The Company is not, and is not an Affiliate of, and immediately after receipt of
payment for the Securities, will not be or be an Affiliate of, an “investment
company” within the meaning of the Investment Company Act of 1940, as
amended. The Company shall conduct its business in a manner so that
it will not become an “investment company” subject to registration under the
Investment Company Act of 1940, as amended.
(u) Registration
Rights. Other than rights which have expired or as to which
the Company has previously filed effective registration statements, no Person
has any right to cause the Company to effect the registration under the
Securities Act of any securities of the Company.
16
(v) Listing and Maintenance
Requirements. The Common Stock is registered pursuant to
Section 12(b) or 12(g) of the Exchange Act, and the Company has taken no action
designed to, or which to its knowledge is likely to have the effect of,
terminating the registration of the Common Stock under the Exchange Act nor has
the Company received any notification that the Commission is contemplating
terminating such registration. Except as disclosed in the SEC
Reports, the Company has not, in the 12 months preceding the date hereof,
received notice from any Trading Market on which the Common Stock is or has been
listed or quoted to the effect that the Company is not in compliance with the
listing or maintenance requirements of such Trading Market. The Company is, and
has no reason to believe that it will not in the foreseeable future continue to
be, in compliance with all such listing and maintenance
requirements.
(w) Application of Takeover
Protections. The Company and the Board of Directors have taken
all necessary action, if any, in order to render inapplicable any control share
acquisition, business combination, poison pill (including any distribution under
a rights agreement) or other similar anti-takeover provision under the Company’s
certificate of incorporation (or similar charter documents) or the laws of its
state of incorporation that is or could become applicable to the Purchasers as a
result of the Purchasers and the Company fulfilling their obligations or
exercising their rights under the Transaction Documents, including without
limitation as a result of the Company’s issuance of the Securities and the
Purchasers’ ownership of the Securities.
(x) Disclosure. Except
with respect to the material terms and conditions of the transactions
contemplated by the Transaction Documents, the Company confirms that neither it
nor any other Person acting on its behalf has provided any of the Purchasers or
their agents or counsel with any information that it believes constitutes or
might constitute material, non-public information which is not otherwise
disclosed in the Prospectus Supplement. The Company understands
and confirms that the Purchasers will rely on the foregoing representation in
effecting transactions in securities of the Company. All of the
disclosure furnished by or on behalf of the Company to the Purchasers regarding
the Company, its business and the transactions contemplated hereby, including
the Disclosure Schedules to this Agreement, is true and correct in all material
respects and does not contain any untrue statement of a material fact or omit to
state any material fact necessary in order to make the statements made therein,
in light of the circumstances under which they were made, not
misleading. The Company acknowledges and agrees that no Purchaser
makes or has made any representations or warranties with respect to the
transactions contemplated hereby other than those specifically set forth in
Section 3.2 hereof.

Given information:
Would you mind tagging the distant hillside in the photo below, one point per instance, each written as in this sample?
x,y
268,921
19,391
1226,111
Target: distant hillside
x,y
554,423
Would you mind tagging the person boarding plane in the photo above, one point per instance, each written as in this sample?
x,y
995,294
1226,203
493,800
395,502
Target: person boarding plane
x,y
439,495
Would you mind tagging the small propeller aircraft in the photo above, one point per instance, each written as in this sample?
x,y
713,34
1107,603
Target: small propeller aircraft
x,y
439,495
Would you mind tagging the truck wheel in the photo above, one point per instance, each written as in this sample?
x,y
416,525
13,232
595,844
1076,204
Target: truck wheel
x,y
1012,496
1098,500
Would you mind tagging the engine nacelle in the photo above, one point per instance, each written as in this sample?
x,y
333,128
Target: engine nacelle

Task statement: Write the next part of the securities purchase agreement passage, starting right after its final sentence.

Answer to this exercise:
(y) No Integrated
Offering. Assuming the accuracy of the Purchasers’ representations and
warranties set forth in Section 3.2, neither the Company, nor any of its
Affiliates, nor any Person acting on its or their behalf has, directly or
indirectly, made any offers or sales of any security or solicited any offers to
buy any security, under circumstances that would cause this offering of the
Securities to be integrated with prior offerings by the Company for purposes of
any applicable shareholder approval provisions of any Trading Market on which
any of the securities of the Company are listed or designated.
17
(z) Solvency. Except
as set forth in the Prospectus Supplement, the Company has no knowledge of any
facts or circumstances which lead it to believe that it will file for
reorganization or liquidation under the bankruptcy or reorganization laws of any
jurisdiction within one year from the Closing Date. The SEC Reports
sets forth as of the date hereof all outstanding secured and unsecured
Indebtedness of the Company or any Subsidiary, or for which the Company or any
Subsidiary has commitments. For the purposes of this Agreement,
“Indebtedness”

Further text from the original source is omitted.